ページ抜粋:
高血圧とは
血圧とは、心臓から各器官へと血液が送り出される際に血管壁へかかる圧力のことを言います。心臓が収縮するとき(収縮期)は誰しも血圧が高くなりますが、健康な人の場合は概ね120㎜Hg未満です。この値が少し高いだけならば、しばらく様子を見てから判断することもあります。しかし、医療機関で測定したときの収縮期血圧が慢性的に140㎜Hg以上、家庭内で測定したときに135㎜Hg以上のときは「高血圧」と診断されます。また、収縮期の血圧が適正範囲であったとしても、心臓が拡張するとき(拡張期)の血圧が高いときは高血圧と診断されます。具体的には、診療室血圧が90㎜Hg以上、家庭血圧が85㎜Hg以上のときは医療機関での治療を必要とします。
高血圧の状態を放置していると、動脈硬化を促進し脳卒中(脳梗塞・脳出血・くも膜下出血など)、心疾患(心筋梗塞・狭心症など)、あるいは慢性腎臓病などの重大な病気につながります。「血圧が高め」とわかりましたら早めに受診しましょう。
このような方はご注意ください
- 塩分を摂り過ぎてしまう
- 食事でのミネラル分が不足している
- 肥満傾向(カロリーの摂取オーバー)
- お酒を飲みすぎてしまう
- 精神的ストレスがたまっている
- 定期的な運動を行っていない
- たばこを吸っている など
高血圧のタイプ
高血圧には、本態性高血圧と二次性高血圧があります。
このうち本態性高血圧は、明確な原因が不明のタイプであり、日本人の全高血圧患者さんの約9割を占めています。なお、原因不明とされていますが、身内(父母、祖父母など)に高血圧の患者さんがいる方、不摂生な生活習慣を続けている方はリスクが高いといわれています。過食、偏食、塩分の過剰摂取、運動不足、喫煙、過度の飲酒、肥満傾向などの方は、すぐにでも生活習慣を改めるようにしましょう。

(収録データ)
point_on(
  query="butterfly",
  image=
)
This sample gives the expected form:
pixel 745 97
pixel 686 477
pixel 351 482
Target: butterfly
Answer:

作業の要件:
**1.** 高血圧の解説で、「このような方はご注意ください」の下に並ぶ項目をすべて書き出してください。
**2.** 高血圧の解説を、最後の文のあとから書き継いでください。
データはこの作業には関係しません。

回答一覧:
**1.**
- 塩分を摂り過ぎてしまう
- 食事でのミネラル分が不足している
- 肥満傾向(カロリーの摂取オーバー)
- お酒を飲みすぎてしまう
- 精神的ストレスがたまっている
- 定期的な運動を行っていない
- たばこを吸っている

**2.**
二次性高血圧は、他の病気が原因となって血圧が慢性的に高くなるタイプです。原疾患はさまざまですが、腎血管の病気(腎動脈硬化症など)、内分泌の異常(原発性アルドステロン症など)、睡眠時無呼吸症候群が代表的です。何らかの病気の治療で用いられる薬剤が原因のこともあります。
高血圧の治療
早い段階から受診し血圧のコントロールすることが重要です。
生活習慣などが悪化要因とみられる本態性高血圧症の場合は、血圧上昇につながる生活習慣の改善と薬物療法を組み合わせて行います。まずは塩分摂取量を1日6g以下に抑えることを心がけ、動物性脂肪を控えるなどの食事療法のほか、日常的な運動(有酸素運動)、禁煙、体重管理などが重要です。また軽度の高血圧症の場合は、生活習慣改善で血圧が正常になる場合もありますが、食事と運動だけで改善が見られない場合は、降圧薬を服用をしていきます。降圧薬には、血管を広げる働きのあるカルシウム拮抗薬、血圧を上げるホルモンの働きを抑制するACE阻害薬やARB、循環する血液量を減らす利尿薬、交感神経が過剰に働くことを抑えるβ遮断薬などがあり、症状に応じて複数の薬を組み合わせることになります。生活習慣の見直しと降圧薬をうまく組み合わせることにより、効率良く血圧を下げる効果が期待できます。
また二次性高血圧の場合は、高血圧の原因になっている疾患に対する治療を行います。